(Natural language region descriptions)
○ ○ ○

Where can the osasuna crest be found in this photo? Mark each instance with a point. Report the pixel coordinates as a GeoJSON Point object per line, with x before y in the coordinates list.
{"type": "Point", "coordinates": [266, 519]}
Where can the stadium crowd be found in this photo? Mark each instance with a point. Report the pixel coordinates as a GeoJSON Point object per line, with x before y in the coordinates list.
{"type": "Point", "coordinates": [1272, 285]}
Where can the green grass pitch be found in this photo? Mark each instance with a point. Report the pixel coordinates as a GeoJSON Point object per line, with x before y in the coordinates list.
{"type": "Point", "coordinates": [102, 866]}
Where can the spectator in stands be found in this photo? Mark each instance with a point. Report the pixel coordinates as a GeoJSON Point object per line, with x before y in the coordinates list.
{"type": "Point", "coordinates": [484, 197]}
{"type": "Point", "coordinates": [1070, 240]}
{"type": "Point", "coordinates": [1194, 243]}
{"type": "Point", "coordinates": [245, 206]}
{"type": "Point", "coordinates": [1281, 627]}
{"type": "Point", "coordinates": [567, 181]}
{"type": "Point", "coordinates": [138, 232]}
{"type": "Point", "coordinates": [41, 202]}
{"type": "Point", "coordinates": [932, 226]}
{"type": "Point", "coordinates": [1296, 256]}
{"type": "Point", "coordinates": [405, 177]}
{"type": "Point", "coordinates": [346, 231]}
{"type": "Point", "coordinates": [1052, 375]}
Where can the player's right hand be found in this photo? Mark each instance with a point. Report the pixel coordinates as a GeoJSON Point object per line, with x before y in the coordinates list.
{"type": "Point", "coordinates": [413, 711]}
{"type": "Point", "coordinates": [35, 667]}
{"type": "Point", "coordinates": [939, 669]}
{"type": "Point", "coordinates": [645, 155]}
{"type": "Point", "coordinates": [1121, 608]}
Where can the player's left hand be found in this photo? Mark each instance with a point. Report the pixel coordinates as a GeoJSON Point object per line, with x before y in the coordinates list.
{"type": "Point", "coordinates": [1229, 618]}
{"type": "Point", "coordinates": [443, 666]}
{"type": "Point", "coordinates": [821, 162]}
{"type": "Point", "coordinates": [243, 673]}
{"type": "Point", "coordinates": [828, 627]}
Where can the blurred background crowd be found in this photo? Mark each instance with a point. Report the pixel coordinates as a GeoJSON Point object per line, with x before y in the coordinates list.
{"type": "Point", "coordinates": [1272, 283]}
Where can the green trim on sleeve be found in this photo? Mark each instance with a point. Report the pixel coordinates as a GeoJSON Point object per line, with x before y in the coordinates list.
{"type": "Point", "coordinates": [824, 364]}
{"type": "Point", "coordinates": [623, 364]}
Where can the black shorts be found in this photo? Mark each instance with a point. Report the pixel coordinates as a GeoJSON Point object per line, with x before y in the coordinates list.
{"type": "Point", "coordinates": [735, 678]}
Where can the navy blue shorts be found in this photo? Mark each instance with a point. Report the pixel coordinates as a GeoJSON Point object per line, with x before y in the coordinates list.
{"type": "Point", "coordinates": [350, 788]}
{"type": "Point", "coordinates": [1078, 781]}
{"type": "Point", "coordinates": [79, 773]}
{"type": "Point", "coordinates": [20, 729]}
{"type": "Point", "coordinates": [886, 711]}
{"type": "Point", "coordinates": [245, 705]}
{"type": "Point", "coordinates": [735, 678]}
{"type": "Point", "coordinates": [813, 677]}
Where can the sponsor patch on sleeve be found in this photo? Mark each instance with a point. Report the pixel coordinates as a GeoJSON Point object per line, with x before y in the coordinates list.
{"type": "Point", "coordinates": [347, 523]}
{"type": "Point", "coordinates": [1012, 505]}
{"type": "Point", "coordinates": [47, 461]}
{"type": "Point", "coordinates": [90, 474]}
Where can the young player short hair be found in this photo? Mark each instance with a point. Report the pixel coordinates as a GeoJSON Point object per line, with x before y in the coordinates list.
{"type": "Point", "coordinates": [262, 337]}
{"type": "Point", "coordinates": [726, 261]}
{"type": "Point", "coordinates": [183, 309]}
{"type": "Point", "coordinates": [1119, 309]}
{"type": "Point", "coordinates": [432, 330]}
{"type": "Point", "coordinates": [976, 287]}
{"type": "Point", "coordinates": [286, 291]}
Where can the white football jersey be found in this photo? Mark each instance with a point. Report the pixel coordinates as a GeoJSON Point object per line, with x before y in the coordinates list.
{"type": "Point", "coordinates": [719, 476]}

○ ○ ○

TASK DESCRIPTION >> Taking the line that contains "Where can the navy" as the first, reproduce every line through the end of the entries exactly.

OUTPUT BELOW >>
Where can the navy blue shorts be found in this photo? Mark each instance with a point. Report the pixel coordinates as a GeoJSON Point object per line, with x before y in the coordinates list.
{"type": "Point", "coordinates": [350, 788]}
{"type": "Point", "coordinates": [1078, 781]}
{"type": "Point", "coordinates": [79, 773]}
{"type": "Point", "coordinates": [20, 729]}
{"type": "Point", "coordinates": [886, 711]}
{"type": "Point", "coordinates": [245, 705]}
{"type": "Point", "coordinates": [735, 678]}
{"type": "Point", "coordinates": [813, 677]}
Where can the sponsor patch on sleeve be found in this photo? Mark each instance with a point. Report the pixel coordinates as a GeoJSON Point object per line, with x before y in the coordinates list.
{"type": "Point", "coordinates": [347, 523]}
{"type": "Point", "coordinates": [1012, 505]}
{"type": "Point", "coordinates": [47, 461]}
{"type": "Point", "coordinates": [90, 474]}
Where can the young player short hair be found in this photo? Mark each instance with a point. Report the pixel coordinates as a GeoJSON Point object per line, with x before y in the coordinates list.
{"type": "Point", "coordinates": [262, 337]}
{"type": "Point", "coordinates": [726, 261]}
{"type": "Point", "coordinates": [183, 309]}
{"type": "Point", "coordinates": [1119, 309]}
{"type": "Point", "coordinates": [432, 330]}
{"type": "Point", "coordinates": [976, 287]}
{"type": "Point", "coordinates": [286, 291]}
Where can the white football jersey be found in this photo? Mark each instance with a point. Report the pixel coordinates as a GeoJSON Point object per line, with x before y in the coordinates list.
{"type": "Point", "coordinates": [719, 476]}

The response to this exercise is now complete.